> [TEXTE FOURNI]:
»»

INTRODUCTION
La théorie des obligations est l'une des branches les
plus vivantes du droit civil français. Elle est fondée sur les
droits des contrats et de la responsabilité civile. Le contrat est une
source potentielle d'obligations. Le terme obligation recouvre diverses
réalités. En droit civil, l'obligation est un terme
désignant le lien de droit créé par l'effet de la loi ou
par la volonté de celui ou de ceux qui s'engagent en vue de fournir ou
de recevoir une prestation. Il existe plusieurs types d'obligations: les
obligations contractuelles, qui résultent de la conclusion d'un
contrat, et les obligations délictuelles qui émanent du fait
juridique.
Le droit civil contractuel, est au « coeur des
préoccupations humaines ». C'est pourquoi il est en
perpétuelle évolution, il change au gré de
l'économique, et des occupations de l'homme. Toutefois, cette
évolution est rendue moins brutale par la perpétuité des
grands principes du droit civil contemporain résultant du droit romain
et surtout par la méthode de codification à droit constant qui
permet au législateur d'introduire des changements tout en maintenant
les textes immuables.
Au début, la tendance du droit des obligations
était le libéralisme contractuel :« Le laisser faire et
le laisser passer ».

««

> [CONSIGNE 1]:
Dans les lignes des données fournies ci-dessous, recopiez à l'identique celles qui vont de la ligne contenant "of the yellow" jusqu'à la dernière, ces deux bornes comprises.

(Extraits d'un jeu de données sur le pointage d'objets)
»»

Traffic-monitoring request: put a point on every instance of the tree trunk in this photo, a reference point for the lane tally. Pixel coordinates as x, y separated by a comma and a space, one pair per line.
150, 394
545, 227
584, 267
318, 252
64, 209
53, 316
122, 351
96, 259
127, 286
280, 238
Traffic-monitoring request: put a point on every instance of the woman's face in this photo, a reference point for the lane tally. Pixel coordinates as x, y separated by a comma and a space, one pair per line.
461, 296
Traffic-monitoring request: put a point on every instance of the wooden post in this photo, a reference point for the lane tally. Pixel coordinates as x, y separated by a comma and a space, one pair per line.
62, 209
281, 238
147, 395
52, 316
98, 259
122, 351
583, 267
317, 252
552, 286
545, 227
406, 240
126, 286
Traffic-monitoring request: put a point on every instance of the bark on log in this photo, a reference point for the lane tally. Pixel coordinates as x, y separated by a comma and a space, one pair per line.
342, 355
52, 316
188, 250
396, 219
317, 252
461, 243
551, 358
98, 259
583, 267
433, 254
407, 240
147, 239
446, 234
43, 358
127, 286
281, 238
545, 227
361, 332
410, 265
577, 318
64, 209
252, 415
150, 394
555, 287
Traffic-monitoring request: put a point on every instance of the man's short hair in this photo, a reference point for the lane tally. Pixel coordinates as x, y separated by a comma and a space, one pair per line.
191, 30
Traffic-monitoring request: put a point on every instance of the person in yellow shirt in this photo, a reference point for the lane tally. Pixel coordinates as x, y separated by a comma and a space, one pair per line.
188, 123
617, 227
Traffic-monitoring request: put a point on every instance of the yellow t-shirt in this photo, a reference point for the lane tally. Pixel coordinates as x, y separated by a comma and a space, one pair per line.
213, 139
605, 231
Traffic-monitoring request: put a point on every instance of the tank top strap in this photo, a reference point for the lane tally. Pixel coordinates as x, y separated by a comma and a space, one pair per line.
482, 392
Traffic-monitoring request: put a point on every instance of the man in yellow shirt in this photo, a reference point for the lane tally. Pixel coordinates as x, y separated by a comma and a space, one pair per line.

««

> [CONSIGNE 2]:
Reprenez le texte sur le droit des obligations là où il s'interrompt et poursuivez sa rédaction.

> [RÉPONSE ATTENDUE 1]:
Traffic-monitoring request: put a point on every instance of the yellow t-shirt in this photo, a reference point for the lane tally. Pixel coordinates as x, y separated by a comma and a space, one pair per line.
213, 139
605, 231
Traffic-monitoring request: put a point on every instance of the tank top strap in this photo, a reference point for the lane tally. Pixel coordinates as x, y separated by a comma and a space, one pair per line.
482, 392
Traffic-monitoring request: put a point on every instance of the man in yellow shirt in this photo, a reference point for the lane tally. Pixel coordinates as x, y separated by a comma and a space, one pair per line.

> [RÉPONSE ATTENDUE 2]:
Le libéralisme proclame une liberté
contractuelle totale. Elle s'appuie sur le principe de l'autonomie de la
volonté. Selon ce principe « Le contrat repose sur la
volonté de ceux qui s'engagent. L'homme est libre et ne peut être
lié que par ce qu'il a voulu et dans la mesure de ce qu'il a voulu
». Le libéralisme fut délaissé à cause
des abus de l'autonomie de la volonté. Et depuis, le droit des contrats
s'est très « humanisé » ; l'objectif a
changé, désormais ce sont la protection et la défense du
contractant le plus faible qui ont droit de cité. La nouvelle ère
contractuelle essaie de substituer à l'égalité
théorique du Code civil, l'égalité concrète de
traitement des contractants. Le temps de la protection du plus faible et de
l'interventionnisme judiciaire a sonné. Un courant doctrinal a fait de
ce nouveau slogan son cheval de bataille : c'est le courant solidariste. Pour
les solidaristes, « la libre volonté et l'égalité
sont des mythes quand les parties sont inégales en force. Les hommes
étant concrètement inégaux, ils ne peuvent exercer tous
pleinement les droits dont ils sont titulaires. Tout en critiquant l'autonomie
de la volonté, les solidaristes gardent la volonté comme source
de l'effet obligatoire du contrat, mais en soumettent aux exigences sociales
supérieures du solidarisme. Dans cet esprit, le juge et le
législateur ont créé ou développé diverses
obligations à la charge des contractants forts économiquement,
pour que ceux-ci n'abusent pas de leur puissance. La loi solidariste soustrait,
en tout ou en partie, certains domaines à la liberté
contractuelle. Elle a imposé l'ordre public économique, de
direction ou de protection.
Mais il y a surtout le solidarisme judiciaire qui impose au
juge de sanctionner les abus de puissance économique non
prévenus par la loi : c'est la protection du consentement, c'est surtout
la chasse aux clauses qui corrompent l'univers contractuel. Justement cette
dernière est au centre de la tendance actuelle du droit civil des
contrats. Elle a eu pour créneau la loi du 10 janvier 1978 sur les
clauses abusives. Avec cette législation, "Dans les contrats conclus
entre professionnels et non professionnels ou consommateurs, sont abusives les
clauses qui ont pour objet ou pour effets de créer au détriment
du non professionnel un déséquilibre significatif entre les
droits et obligations des parties au contrat". Cette nouvelle
définition, est désormais en conformité avec celle
prescrite par la directive n° 93/13/CEE du 5 avril 1993 que la France
devait transposer. L'article L.132-1 nouveau du Code de la consommation ne fait
toutefois que confirmer les récentes avancées jurisprudentielles
en matière de lutte contre les clauses abusives : d'une part celles qui
présument l'abus de puissance économique dès lors que le
contrat est un contrat d'adhésion, c'est-à-dire impossible
à négocier pour le consommateur et, d'autre part, celles qui
reconnaissent au juge, en l'absence de tout décret d'interdiction, le
pouvoir de déclarer nulle et non écrite une clause limitative de
responsabilité insérée dans un contrat .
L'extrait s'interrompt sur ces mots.